REQUIRED ACTION:
Write out an exact copy of the line with "Target: retractable awning fabric" and of each line after it, through the end of the records below.

LISTED RECORDS:
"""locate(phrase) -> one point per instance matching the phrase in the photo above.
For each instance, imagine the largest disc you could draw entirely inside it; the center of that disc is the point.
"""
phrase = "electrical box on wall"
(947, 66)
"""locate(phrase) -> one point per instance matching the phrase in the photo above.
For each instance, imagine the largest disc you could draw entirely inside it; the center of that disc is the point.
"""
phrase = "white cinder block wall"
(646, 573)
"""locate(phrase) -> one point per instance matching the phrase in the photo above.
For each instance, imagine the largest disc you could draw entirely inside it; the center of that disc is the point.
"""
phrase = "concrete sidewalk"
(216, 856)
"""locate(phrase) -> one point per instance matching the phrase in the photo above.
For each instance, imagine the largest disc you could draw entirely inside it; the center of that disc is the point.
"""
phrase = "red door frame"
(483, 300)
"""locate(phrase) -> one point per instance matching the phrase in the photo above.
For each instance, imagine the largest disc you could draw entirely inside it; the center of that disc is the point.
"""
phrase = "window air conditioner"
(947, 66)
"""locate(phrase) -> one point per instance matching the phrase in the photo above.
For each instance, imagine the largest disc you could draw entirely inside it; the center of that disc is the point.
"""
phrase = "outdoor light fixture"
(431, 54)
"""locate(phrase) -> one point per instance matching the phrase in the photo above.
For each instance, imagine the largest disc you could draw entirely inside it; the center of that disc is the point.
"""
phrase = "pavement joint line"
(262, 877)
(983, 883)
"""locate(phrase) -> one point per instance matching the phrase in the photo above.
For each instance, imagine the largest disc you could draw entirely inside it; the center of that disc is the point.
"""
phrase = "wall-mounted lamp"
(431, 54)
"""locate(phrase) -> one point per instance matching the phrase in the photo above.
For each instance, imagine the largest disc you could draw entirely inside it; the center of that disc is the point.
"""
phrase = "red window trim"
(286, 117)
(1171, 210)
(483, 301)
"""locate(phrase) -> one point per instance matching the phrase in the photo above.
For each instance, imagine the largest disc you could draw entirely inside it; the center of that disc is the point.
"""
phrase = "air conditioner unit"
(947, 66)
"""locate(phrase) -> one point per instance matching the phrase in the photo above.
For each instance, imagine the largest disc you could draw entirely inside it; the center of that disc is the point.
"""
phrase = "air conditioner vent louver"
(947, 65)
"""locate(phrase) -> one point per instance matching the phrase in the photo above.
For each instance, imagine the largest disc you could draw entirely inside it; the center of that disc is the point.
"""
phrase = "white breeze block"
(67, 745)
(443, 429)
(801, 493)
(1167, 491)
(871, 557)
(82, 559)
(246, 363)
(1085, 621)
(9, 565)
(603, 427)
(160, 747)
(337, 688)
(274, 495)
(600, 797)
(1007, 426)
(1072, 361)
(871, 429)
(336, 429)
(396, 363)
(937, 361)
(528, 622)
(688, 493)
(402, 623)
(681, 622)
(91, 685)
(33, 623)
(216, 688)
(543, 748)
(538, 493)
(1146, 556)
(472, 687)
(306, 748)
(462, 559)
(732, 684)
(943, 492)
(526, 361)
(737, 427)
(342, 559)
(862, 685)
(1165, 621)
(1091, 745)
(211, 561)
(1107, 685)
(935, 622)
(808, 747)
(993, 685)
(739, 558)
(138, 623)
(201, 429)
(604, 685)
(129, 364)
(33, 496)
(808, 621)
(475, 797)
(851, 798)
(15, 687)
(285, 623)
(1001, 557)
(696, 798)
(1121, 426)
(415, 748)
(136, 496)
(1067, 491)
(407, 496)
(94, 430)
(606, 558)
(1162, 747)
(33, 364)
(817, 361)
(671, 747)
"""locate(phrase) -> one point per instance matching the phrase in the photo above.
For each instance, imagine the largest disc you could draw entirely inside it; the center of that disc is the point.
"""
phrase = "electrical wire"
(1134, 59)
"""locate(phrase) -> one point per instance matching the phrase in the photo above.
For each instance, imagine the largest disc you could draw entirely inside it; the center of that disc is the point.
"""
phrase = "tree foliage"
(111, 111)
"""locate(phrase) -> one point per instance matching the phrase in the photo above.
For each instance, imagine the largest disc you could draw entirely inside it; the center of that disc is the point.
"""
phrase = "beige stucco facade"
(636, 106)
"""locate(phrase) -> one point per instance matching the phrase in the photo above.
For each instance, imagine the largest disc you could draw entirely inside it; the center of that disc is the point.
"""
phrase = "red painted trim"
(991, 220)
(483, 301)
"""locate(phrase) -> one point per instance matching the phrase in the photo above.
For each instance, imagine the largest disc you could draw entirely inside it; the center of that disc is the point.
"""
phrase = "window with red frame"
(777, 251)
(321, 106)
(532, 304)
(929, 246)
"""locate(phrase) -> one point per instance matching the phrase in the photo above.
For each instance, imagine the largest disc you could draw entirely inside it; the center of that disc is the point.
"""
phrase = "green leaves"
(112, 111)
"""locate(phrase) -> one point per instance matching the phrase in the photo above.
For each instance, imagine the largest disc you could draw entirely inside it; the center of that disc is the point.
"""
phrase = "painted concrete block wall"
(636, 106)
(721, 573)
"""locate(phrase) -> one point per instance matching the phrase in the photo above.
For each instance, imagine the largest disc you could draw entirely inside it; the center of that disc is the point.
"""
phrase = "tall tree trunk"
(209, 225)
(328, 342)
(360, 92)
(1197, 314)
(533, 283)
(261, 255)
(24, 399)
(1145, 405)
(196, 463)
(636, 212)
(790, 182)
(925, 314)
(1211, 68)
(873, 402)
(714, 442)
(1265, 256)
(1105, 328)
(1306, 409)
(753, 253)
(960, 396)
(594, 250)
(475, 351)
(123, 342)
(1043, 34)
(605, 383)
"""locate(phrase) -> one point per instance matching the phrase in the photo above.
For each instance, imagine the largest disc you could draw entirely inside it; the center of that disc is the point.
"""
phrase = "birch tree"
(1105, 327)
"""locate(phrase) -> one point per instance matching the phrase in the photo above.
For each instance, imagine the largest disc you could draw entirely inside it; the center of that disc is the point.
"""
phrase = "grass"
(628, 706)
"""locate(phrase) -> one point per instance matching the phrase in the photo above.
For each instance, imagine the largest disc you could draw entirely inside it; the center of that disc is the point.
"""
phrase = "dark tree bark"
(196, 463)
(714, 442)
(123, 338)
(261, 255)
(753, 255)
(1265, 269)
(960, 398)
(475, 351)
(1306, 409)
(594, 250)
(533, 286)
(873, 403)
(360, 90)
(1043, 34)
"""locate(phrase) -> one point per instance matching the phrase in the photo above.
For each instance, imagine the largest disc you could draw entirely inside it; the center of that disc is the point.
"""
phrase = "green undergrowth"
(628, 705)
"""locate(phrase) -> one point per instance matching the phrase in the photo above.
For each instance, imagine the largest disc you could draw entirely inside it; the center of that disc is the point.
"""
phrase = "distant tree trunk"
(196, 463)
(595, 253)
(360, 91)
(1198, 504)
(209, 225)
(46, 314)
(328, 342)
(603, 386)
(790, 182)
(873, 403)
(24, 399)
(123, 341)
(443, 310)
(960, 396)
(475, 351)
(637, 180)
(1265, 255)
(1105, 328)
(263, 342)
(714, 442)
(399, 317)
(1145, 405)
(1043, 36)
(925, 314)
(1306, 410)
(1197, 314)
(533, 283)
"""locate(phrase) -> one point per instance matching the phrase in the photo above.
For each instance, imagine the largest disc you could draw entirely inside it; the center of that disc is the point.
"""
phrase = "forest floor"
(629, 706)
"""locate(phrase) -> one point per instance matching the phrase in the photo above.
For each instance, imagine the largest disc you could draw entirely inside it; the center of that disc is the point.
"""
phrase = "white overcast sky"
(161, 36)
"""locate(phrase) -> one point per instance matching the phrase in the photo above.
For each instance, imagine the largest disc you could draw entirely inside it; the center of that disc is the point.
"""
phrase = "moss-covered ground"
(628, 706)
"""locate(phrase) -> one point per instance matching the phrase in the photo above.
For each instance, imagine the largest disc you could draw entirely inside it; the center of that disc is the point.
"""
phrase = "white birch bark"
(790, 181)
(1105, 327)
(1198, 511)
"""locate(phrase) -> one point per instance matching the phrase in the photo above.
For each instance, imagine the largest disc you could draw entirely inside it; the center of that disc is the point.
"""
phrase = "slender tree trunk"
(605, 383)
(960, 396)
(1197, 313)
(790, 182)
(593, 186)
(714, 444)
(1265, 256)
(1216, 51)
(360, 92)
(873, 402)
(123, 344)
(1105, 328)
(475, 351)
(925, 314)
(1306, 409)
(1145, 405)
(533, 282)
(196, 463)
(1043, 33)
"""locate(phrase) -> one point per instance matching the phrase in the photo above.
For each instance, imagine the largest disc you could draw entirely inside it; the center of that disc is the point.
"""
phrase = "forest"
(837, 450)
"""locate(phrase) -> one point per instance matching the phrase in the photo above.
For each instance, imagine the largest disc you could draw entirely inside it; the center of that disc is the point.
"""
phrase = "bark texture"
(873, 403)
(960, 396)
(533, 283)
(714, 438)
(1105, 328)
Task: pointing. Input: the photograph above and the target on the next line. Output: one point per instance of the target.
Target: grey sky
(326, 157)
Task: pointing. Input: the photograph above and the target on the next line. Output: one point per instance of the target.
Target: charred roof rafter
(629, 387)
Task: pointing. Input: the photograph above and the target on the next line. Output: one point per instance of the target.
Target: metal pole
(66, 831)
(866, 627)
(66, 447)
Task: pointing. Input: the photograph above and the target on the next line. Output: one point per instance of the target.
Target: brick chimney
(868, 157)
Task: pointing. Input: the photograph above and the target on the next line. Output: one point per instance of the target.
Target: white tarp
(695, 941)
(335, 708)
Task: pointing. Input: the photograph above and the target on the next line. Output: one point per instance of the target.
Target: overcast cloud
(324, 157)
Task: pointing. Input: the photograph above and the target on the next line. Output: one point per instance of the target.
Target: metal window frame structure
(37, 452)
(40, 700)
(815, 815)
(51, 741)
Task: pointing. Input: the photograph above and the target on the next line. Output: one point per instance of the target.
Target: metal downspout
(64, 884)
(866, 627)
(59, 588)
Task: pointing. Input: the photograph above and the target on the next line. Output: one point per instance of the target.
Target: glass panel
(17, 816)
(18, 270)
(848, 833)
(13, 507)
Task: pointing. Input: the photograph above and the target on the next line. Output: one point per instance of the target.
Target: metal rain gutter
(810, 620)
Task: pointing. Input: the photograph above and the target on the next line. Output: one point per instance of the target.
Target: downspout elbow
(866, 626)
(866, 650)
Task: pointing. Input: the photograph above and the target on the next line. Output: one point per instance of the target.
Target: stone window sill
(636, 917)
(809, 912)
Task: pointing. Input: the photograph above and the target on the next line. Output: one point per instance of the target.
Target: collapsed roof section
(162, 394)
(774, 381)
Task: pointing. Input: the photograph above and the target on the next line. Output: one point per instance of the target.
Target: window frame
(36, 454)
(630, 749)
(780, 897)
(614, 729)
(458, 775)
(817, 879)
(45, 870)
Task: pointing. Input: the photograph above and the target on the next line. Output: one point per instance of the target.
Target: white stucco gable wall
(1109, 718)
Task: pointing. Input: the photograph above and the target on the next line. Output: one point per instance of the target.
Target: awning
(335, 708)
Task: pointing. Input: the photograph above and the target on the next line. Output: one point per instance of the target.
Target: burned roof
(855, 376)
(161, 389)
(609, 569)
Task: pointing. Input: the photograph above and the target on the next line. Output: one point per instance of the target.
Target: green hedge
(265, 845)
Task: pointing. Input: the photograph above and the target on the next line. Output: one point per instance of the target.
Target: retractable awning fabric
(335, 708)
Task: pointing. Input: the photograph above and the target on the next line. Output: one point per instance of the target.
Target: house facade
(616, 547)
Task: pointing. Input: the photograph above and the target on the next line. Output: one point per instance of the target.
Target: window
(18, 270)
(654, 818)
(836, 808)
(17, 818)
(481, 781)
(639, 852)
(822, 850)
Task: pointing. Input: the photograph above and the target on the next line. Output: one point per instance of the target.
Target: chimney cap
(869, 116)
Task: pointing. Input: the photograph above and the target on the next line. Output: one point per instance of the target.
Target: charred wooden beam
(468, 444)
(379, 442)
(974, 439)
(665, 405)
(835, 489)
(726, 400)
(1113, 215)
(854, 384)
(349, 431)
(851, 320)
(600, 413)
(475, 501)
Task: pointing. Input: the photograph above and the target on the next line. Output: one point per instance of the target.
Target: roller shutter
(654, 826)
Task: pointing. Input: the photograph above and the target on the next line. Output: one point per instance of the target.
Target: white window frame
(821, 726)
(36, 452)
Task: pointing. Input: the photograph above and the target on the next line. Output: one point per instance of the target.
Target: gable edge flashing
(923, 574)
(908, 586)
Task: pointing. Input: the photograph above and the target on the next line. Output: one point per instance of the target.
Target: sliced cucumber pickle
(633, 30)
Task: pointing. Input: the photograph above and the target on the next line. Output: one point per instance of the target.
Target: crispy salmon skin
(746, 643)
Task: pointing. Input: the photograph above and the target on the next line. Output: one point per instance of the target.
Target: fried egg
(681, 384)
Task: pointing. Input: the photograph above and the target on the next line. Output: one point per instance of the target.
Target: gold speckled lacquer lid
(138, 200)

ANSWER BELOW:
Target: retractable awning fabric
(335, 708)
Task: pointing. Input: the photograph above and the target on the next line. Output: one point per instance of the target.
Target: house facade
(616, 547)
Task: pointing. Input: the photograph above and the target on the next line. Output: one point per instance of the target.
Target: window
(18, 270)
(654, 818)
(836, 808)
(17, 818)
(481, 781)
(639, 852)
(822, 850)
Task: pointing. Input: the photograph above and the target on the next line. Output: one point per instance of the target.
Target: chimney cap
(869, 116)
Task: pointing. Input: the photograph above and the target on the next line. Output: one point per instance of the target.
Target: charred wooden beam
(468, 444)
(379, 442)
(974, 439)
(665, 405)
(835, 489)
(726, 400)
(1113, 215)
(854, 384)
(349, 431)
(851, 320)
(600, 413)
(475, 501)
Task: pointing. Input: the photograph above and the target on the next line. Output: one point per instance of the target.
Target: roller shutter
(654, 826)
Task: pointing. Input: the photograph above and the target on the next line. Output: one point per instance of the target.
Target: white window frame
(821, 726)
(36, 452)
Task: pointing. Input: the photograph above and the target on the next line. Output: one point per instance of the target.
Target: gable edge flashing
(923, 574)
(908, 586)
Task: pointing. Input: the photograph above and the target on the next line. Output: one point per instance of the target.
Target: sliced cucumber pickle
(633, 30)
Task: pointing. Input: the photograph above and the target on the next line. Output: one point per instance of the target.
Target: crispy salmon skin
(746, 643)
Task: pointing. Input: the photograph above and the target on the next line. Output: one point per instance of the target.
Target: fried egg
(681, 384)
Task: pointing. Input: the photograph above and the target on the next line. Output: one point per instance of the target.
Target: gold speckled lacquer lid
(138, 200)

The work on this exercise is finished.